UPETrack: Unidirectional Position Estimation for Tracking Occluded Deformable Linear Objects

TL;DR

This work tackles real-time tracking of deformable linear objects under partial occlusion without relying on physical models or visual markers. It introduces UPETrack, a two-phase method that combines GMM-EM-based visible-segment estimation with Unidirectional Position Estimation to infer occluded node positions via closed-form geometric relations, complemented by geodesic-distance based uniformization to maintain spacing. Experiments against state-of-the-art methods show superior accuracy and computational efficiency under static and dynamic occlusions, suggesting strong potential for real-time robotic manipulation of DLOs. The approach offers a practical, marker-free solution with implications for industrial, medical, and service robotics tasks that require robust DLO perception and control.

Abstract

Real-time state tracking of Deformable Linear Objects (DLOs) is critical for enabling robotic manipulation of DLOs in industrial assembly, medical procedures, and daily-life applications. However, the high-dimensional configuration space, nonlinear dynamics, and frequent partial occlusions present fundamental barriers to robust real-time DLO tracking. To address these limitations, this study introduces UPETrack, a geometry-driven framework based on Unidirectional Position Estimation (UPE), which facilitates tracking without the requirement for physical modeling, virtual simulation, or visual markers. The framework operates in two phases: (1) visible segment tracking is based on a Gaussian Mixture Model (GMM) fitted via the Expectation Maximization (EM) algorithm, and (2) occlusion region prediction employing UPE algorithm we proposed. UPE leverages the geometric continuity inherent in DLO shapes and their temporal evolution patterns to derive a closed-form positional estimator through three principal mechanisms: (i) local linear combination displacement term, (ii) proximal linear constraint term, and (iii) historical curvature term. This analytical formulation allows efficient and stable estimation of occluded nodes through explicit linear combinations of geometric components, eliminating the need for additional iterative optimization. Experimental results demonstrate that UPETrack surpasses two state-of-the-art tracking algorithms, including TrackDLO and CDCPD2, in both positioning accuracy and computational efficiency.

Figures (10)

What to do:
• 1. Rewrite the UPETrack page's paragraph that begins "Real-time state tracking of Deformable Linear Objects" as a short bulleted list that keeps its main facts.
• 2. Answer these questions from the UPETrack page:
(a) Which two tracking algorithms is UPETrack compared against?
(b) What is the first phase of the framework based on?
(c) According to the TL;DR, what is used to maintain spacing?
• 3. Write the next part of the UPETrack page, picking up after its final line.
The listing that comes after the UPETrack page is not needed for any of the work here.

Dataset entries:
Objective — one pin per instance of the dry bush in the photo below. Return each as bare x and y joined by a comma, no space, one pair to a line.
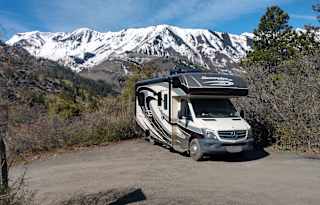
284,104
32,133
18,194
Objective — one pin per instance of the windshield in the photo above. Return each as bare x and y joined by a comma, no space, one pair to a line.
213,108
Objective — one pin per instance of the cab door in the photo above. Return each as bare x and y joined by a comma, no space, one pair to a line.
184,125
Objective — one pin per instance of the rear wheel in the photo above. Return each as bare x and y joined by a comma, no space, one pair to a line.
195,150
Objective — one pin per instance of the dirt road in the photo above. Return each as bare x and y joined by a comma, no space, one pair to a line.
170,178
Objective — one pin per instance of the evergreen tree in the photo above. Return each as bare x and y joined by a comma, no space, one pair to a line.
316,8
272,26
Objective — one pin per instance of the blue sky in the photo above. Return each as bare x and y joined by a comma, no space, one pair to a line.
235,16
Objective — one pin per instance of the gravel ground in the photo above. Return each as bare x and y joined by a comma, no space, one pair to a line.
163,177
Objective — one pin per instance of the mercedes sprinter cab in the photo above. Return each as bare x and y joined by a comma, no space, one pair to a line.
192,112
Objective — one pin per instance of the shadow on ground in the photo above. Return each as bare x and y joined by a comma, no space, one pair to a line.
256,154
134,196
114,197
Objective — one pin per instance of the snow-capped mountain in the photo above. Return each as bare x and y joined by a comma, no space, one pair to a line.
85,48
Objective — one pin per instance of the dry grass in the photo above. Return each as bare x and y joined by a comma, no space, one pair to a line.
34,133
284,104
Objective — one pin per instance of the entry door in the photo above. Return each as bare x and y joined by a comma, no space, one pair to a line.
184,121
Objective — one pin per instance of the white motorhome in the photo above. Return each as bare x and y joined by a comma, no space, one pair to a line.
192,112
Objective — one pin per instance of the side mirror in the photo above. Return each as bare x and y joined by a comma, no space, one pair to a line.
242,113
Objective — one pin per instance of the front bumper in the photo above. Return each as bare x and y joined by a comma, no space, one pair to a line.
211,146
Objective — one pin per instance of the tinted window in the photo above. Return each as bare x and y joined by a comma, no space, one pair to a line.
213,108
165,101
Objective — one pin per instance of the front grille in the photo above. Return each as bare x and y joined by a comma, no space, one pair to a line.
232,134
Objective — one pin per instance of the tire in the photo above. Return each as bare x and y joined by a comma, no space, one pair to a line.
195,150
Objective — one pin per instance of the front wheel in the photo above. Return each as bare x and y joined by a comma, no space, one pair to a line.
195,150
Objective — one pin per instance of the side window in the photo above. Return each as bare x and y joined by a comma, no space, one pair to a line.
141,99
159,98
184,109
165,101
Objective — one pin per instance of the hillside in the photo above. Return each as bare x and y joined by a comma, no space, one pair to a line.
85,48
23,76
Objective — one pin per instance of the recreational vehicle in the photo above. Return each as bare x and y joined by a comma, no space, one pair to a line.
192,112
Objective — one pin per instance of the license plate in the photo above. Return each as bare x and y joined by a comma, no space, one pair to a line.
234,149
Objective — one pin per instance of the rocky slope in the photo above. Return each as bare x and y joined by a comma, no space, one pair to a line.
84,49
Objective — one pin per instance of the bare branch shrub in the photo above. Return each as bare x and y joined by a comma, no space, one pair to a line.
284,104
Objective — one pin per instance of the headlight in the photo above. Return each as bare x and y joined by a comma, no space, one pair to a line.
209,134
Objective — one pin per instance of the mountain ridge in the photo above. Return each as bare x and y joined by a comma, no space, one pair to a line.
85,48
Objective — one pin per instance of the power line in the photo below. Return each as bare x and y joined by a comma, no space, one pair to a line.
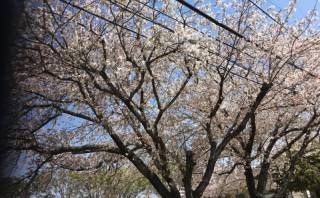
124,7
210,18
103,18
266,13
163,26
241,36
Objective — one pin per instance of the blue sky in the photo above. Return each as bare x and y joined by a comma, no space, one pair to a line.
302,7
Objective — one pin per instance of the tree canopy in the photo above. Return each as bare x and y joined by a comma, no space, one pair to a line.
191,96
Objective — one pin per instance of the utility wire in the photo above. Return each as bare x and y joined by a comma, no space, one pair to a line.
103,18
266,13
241,36
191,7
124,7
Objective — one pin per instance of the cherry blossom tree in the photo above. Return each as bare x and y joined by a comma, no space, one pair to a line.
175,95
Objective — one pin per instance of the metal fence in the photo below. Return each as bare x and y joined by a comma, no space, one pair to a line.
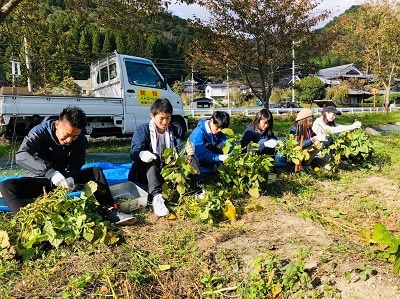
253,111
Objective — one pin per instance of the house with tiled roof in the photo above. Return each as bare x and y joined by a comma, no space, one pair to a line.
336,75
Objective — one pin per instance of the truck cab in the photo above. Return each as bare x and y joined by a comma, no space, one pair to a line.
138,83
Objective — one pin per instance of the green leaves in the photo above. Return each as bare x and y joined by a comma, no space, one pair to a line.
57,219
290,149
354,146
389,245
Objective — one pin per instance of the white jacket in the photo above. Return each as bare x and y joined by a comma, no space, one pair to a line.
321,129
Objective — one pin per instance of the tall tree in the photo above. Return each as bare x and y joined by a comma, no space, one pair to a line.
6,7
252,39
370,36
310,89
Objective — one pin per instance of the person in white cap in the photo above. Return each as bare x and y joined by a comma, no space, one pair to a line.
302,129
326,124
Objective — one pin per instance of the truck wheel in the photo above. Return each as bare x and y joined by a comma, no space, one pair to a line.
179,125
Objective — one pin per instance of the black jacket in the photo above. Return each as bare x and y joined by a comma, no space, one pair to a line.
41,154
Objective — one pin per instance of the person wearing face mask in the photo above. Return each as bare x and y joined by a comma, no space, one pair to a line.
260,131
147,146
208,140
52,155
306,137
326,123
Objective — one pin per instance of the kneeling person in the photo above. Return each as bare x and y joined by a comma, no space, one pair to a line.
53,154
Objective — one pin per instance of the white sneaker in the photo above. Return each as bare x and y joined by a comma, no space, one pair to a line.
159,207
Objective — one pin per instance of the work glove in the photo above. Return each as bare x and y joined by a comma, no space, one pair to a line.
189,148
320,138
316,143
356,125
71,184
59,180
272,143
147,156
222,158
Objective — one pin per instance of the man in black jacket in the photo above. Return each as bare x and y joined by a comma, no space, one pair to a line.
53,154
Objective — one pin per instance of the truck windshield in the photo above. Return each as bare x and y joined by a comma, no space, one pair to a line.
143,74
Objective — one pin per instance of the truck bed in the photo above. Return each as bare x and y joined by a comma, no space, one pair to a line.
42,105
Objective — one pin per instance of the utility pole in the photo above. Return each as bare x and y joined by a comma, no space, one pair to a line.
28,64
15,70
293,72
293,69
192,95
227,84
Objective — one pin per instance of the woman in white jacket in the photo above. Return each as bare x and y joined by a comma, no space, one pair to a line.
326,123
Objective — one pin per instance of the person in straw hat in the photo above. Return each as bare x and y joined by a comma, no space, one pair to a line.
302,129
326,124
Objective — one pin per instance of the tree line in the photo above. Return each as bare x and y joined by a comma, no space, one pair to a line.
246,41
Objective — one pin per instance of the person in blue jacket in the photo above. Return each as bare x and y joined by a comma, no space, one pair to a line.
148,143
208,140
260,131
53,154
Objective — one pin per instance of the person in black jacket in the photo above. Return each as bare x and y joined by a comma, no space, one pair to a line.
148,143
260,131
53,154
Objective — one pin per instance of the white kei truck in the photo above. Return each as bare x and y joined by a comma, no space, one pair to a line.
122,89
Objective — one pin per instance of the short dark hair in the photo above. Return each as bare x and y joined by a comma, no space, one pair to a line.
75,116
220,119
263,114
162,105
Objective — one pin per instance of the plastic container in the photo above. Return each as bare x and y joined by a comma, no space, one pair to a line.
129,196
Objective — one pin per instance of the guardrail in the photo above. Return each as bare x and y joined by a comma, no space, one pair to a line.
253,111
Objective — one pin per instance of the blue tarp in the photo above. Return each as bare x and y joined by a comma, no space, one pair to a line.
114,173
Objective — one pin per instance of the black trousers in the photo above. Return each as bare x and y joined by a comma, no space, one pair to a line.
17,192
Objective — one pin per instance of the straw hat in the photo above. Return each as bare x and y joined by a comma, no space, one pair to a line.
304,113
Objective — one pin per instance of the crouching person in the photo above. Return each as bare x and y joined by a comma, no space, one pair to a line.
148,143
208,140
53,154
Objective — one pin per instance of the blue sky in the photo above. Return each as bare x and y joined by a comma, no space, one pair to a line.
186,12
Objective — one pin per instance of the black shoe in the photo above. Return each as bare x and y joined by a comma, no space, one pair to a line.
115,216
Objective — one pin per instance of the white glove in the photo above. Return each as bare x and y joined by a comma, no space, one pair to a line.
147,156
222,158
189,148
319,138
71,184
59,180
356,125
271,143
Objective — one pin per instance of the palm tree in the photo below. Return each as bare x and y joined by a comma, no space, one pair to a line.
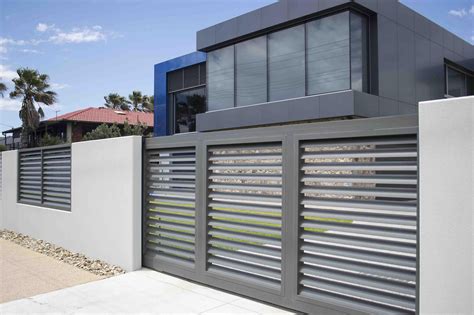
3,88
33,88
116,101
148,103
136,99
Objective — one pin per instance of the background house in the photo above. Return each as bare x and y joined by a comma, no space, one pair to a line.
71,127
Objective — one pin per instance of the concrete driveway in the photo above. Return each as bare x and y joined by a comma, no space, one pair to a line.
143,291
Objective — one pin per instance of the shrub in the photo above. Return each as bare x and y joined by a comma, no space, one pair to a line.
103,131
48,140
133,130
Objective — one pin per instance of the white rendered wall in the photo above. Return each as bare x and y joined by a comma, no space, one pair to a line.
446,206
105,217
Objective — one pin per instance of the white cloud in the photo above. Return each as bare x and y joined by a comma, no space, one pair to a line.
76,36
31,51
9,104
6,73
43,27
458,13
59,86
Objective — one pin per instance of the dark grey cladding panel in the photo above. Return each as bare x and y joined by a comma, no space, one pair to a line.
249,22
422,26
366,105
274,14
388,8
448,40
300,8
226,30
406,17
406,65
339,104
387,58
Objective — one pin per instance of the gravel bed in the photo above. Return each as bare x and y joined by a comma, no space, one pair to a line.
94,266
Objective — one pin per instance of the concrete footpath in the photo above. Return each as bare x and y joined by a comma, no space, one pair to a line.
25,273
143,291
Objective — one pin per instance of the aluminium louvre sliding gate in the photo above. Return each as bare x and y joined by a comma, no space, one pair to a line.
319,218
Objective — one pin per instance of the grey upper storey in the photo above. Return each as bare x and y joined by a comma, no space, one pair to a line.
408,53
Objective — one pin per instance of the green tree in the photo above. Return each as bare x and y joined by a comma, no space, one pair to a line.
47,140
103,131
116,101
136,99
134,130
148,103
33,88
3,88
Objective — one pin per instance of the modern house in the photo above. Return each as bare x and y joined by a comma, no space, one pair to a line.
306,60
71,127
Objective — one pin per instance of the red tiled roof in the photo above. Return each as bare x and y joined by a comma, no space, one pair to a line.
107,115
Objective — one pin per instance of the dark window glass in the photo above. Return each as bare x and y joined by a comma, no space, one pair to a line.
220,82
202,73
459,83
286,71
191,76
456,83
175,80
328,61
187,105
359,57
251,71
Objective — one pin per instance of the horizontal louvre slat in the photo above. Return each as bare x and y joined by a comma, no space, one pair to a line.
239,255
265,250
360,279
383,218
361,254
369,294
245,267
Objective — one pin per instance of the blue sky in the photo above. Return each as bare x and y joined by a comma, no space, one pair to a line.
90,48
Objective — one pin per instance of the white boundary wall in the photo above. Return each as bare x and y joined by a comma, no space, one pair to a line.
446,206
105,217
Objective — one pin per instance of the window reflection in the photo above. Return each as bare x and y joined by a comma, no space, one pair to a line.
359,57
187,105
328,54
251,71
220,83
286,64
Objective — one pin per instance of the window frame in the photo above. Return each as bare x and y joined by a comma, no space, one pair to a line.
172,96
466,73
366,46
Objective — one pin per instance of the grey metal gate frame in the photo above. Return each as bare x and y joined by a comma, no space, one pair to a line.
290,138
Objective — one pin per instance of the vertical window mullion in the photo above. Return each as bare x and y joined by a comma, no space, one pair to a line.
42,178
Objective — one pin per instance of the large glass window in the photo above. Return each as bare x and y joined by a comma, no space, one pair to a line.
220,82
458,83
328,54
186,105
325,55
286,69
251,71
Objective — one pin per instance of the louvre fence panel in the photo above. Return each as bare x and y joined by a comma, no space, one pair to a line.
320,218
45,177
244,218
358,215
170,204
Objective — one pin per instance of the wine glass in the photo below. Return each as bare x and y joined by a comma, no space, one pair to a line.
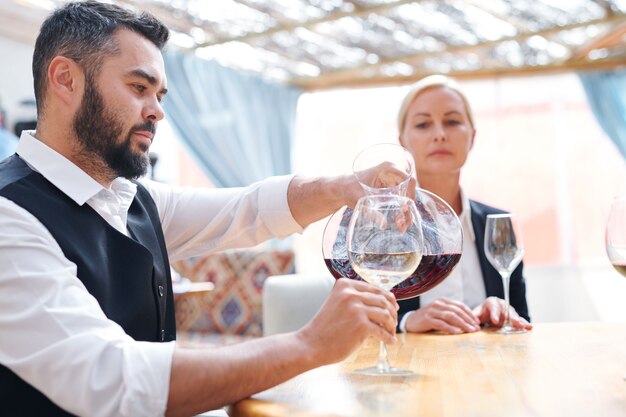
504,248
442,245
615,237
384,248
384,168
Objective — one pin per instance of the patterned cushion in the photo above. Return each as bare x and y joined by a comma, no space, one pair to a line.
234,306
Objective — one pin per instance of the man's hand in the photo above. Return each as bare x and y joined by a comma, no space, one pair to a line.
312,199
353,311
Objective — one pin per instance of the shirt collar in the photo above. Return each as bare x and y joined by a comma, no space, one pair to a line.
63,173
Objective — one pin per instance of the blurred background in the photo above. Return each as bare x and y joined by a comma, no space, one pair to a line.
270,87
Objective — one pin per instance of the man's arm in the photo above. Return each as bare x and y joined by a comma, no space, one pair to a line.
211,378
312,199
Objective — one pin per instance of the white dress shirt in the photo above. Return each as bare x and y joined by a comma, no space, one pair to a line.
54,334
465,283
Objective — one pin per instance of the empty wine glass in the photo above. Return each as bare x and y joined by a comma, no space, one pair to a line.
615,238
384,168
384,248
504,249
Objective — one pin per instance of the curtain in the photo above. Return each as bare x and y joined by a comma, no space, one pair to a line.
606,94
238,127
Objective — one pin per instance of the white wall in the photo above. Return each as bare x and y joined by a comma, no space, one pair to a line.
16,80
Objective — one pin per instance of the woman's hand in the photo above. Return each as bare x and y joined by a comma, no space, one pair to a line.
491,311
443,315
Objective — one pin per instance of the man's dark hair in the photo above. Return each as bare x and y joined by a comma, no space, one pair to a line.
83,32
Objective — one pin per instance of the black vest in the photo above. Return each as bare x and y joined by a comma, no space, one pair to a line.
129,276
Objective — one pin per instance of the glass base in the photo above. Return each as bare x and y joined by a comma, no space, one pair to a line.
376,371
509,330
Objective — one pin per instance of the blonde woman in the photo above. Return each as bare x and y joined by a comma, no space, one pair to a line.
436,125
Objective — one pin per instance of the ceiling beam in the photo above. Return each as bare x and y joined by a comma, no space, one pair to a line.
322,83
347,75
361,11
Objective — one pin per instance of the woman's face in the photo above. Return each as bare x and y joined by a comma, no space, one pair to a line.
437,132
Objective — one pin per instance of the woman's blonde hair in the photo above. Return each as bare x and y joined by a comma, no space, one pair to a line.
432,81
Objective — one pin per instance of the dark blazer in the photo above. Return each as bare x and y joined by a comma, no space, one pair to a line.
491,277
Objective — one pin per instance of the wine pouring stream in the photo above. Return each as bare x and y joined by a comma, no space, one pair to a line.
385,170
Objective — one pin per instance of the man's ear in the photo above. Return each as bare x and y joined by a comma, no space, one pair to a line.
66,80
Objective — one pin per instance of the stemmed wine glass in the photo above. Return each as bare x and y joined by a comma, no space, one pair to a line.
385,248
616,236
504,249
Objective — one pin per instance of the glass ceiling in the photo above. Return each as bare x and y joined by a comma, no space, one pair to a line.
321,44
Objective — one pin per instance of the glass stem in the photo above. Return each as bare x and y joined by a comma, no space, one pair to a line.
383,362
506,279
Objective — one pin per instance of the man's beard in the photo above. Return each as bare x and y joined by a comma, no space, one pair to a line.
98,130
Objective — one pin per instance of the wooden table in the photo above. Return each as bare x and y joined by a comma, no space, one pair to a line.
560,369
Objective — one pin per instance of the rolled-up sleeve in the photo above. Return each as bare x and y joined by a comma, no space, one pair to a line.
55,336
196,221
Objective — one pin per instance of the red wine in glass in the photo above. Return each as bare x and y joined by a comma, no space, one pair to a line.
430,272
443,241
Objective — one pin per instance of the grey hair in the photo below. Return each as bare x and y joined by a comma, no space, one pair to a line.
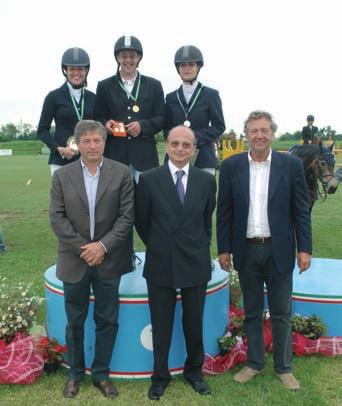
185,128
89,126
258,114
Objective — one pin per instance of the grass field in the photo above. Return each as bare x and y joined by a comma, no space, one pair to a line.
32,249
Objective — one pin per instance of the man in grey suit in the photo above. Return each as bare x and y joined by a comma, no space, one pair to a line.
92,214
174,205
262,214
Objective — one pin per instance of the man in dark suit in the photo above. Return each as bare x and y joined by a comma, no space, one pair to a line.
174,205
262,214
135,101
92,214
309,131
196,106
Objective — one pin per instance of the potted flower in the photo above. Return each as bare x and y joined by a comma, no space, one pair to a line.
227,342
18,310
52,353
311,327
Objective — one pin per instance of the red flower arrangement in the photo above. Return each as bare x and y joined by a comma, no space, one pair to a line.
51,350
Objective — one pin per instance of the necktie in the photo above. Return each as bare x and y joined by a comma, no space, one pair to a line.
180,186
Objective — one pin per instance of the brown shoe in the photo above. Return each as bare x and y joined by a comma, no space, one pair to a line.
71,388
289,381
107,388
246,374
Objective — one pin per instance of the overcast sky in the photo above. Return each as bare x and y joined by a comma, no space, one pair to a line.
280,56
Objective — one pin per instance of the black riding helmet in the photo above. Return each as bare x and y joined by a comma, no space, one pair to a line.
75,57
189,53
130,43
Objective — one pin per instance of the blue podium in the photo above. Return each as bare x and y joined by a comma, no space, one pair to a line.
319,291
132,356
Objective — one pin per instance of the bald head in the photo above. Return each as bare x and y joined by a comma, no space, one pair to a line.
181,145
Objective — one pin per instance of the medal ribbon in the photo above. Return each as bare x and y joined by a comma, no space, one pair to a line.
188,110
129,94
79,115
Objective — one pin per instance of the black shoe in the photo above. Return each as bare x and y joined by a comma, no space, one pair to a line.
71,388
107,389
155,392
200,387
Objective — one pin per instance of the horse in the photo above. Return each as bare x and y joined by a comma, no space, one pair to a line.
319,163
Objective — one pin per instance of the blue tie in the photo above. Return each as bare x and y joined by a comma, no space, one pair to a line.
180,186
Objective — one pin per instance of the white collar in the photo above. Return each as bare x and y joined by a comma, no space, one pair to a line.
173,168
267,161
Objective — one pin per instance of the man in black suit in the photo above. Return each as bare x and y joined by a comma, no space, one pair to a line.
262,214
134,101
309,131
174,206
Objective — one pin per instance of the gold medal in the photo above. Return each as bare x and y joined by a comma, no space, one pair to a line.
71,143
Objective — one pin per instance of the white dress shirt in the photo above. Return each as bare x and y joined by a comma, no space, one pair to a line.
77,93
90,183
188,90
173,169
128,83
259,175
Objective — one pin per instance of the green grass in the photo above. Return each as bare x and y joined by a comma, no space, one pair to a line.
32,249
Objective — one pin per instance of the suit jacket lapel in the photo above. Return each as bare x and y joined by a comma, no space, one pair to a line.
168,187
190,193
104,180
276,172
76,176
118,91
242,176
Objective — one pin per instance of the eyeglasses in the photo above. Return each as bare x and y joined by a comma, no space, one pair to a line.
87,142
187,64
131,55
76,68
177,144
264,131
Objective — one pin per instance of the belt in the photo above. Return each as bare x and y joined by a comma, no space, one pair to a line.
258,240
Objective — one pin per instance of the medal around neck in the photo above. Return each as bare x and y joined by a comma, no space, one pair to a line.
71,143
118,129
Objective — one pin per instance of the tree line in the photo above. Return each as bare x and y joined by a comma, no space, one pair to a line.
25,131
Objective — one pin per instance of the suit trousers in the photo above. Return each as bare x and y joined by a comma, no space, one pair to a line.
258,268
106,312
162,302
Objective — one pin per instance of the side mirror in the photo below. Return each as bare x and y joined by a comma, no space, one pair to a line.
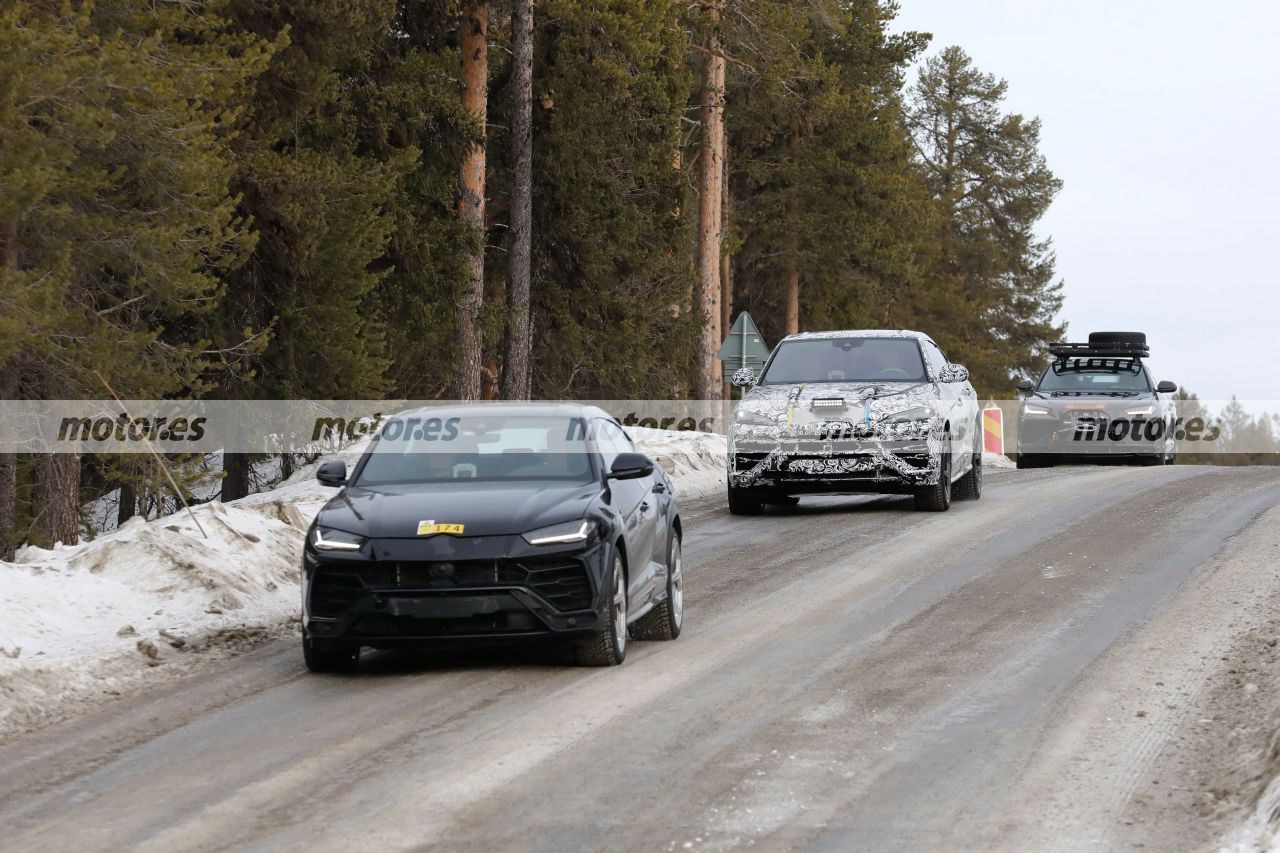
630,466
332,473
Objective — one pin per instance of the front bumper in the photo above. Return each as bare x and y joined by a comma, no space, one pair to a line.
452,588
813,468
1101,437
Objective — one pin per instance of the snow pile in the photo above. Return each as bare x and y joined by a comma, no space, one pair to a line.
997,461
77,623
695,461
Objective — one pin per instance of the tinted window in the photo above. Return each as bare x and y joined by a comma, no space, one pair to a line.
937,361
846,360
481,447
1097,382
611,439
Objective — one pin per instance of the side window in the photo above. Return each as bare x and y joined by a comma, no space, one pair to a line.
611,441
933,355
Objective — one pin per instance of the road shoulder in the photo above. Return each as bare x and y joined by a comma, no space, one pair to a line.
1166,742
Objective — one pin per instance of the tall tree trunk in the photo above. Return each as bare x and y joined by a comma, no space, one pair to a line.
792,247
8,474
726,276
515,378
9,391
726,261
475,96
711,173
58,497
236,477
128,505
792,297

Expected responses:
• 1.
- Real-time tracking of deformable linear objects (DLOs) is critical for robotic manipulation in industrial assembly, medical procedures, and daily life.
- A high-dimensional configuration space, nonlinear dynamics, and frequent partial occlusions make robust real-time tracking hard.
- UPETrack is a geometry-driven framework built on Unidirectional Position Estimation (UPE). It needs no physical modeling, virtual simulation, or visual markers.
- It works in two phases:
  - visible segments are tracked with a Gaussian Mixture Model fitted by Expectation Maximization
  - occluded regions are predicted with the UPE algorithm
- UPE draws on the geometric continuity of DLO shapes and how they change over time. It derives a closed-form position estimator from three terms:
  - a local linear combination displacement term
  - a proximal linear constraint term
  - a historical curvature term
- Occluded nodes are estimated through explicit linear combinations, without extra iterative optimization.
- In experiments, UPETrack beat TrackDLO and CDCPD2 in both positioning accuracy and computational efficiency.

• 2.
(a) TrackDLO and CDCPD2.
(b) A Gaussian Mixture Model (GMM) fitted via the Expectation Maximization (EM) algorithm.
(c) Geodesic-distance based uniformization.

• 3.
• Figure 1: (a) The robotic manipulation of a DLO usually involves transforming the DLO from its current configuration into a goal shape. However, local occlusions can compromise the completeness of the perceived shape of the DLO, severely hampering robotic decision-making. (b) Therefore, it is necessary to establish tracking algorithms for real-time state estimation of DLOs, enabling the reconstruction of their complete geometric configuration based on the tracking results.
• Figure 2: UPETrack integrates the current DLO point cloud with prior temporal nodes to obtain visible segments. It then employs Unidirectional Position Estimation (UPE) for occluded node localization, followed by uniform resampling to generate final state estimates.
• Figure 3: The algorithm determines node visibility by checking whether the number of neighboring points ($q$) within radius $r_{vis}$ around $\textbf{y}_{m}^{t-1}$ exceeds threshold $V_{lim}$, marking $\textbf{y}_{m}^{t}$ as visible if $q\geq V_{lim}$ or occluded otherwise.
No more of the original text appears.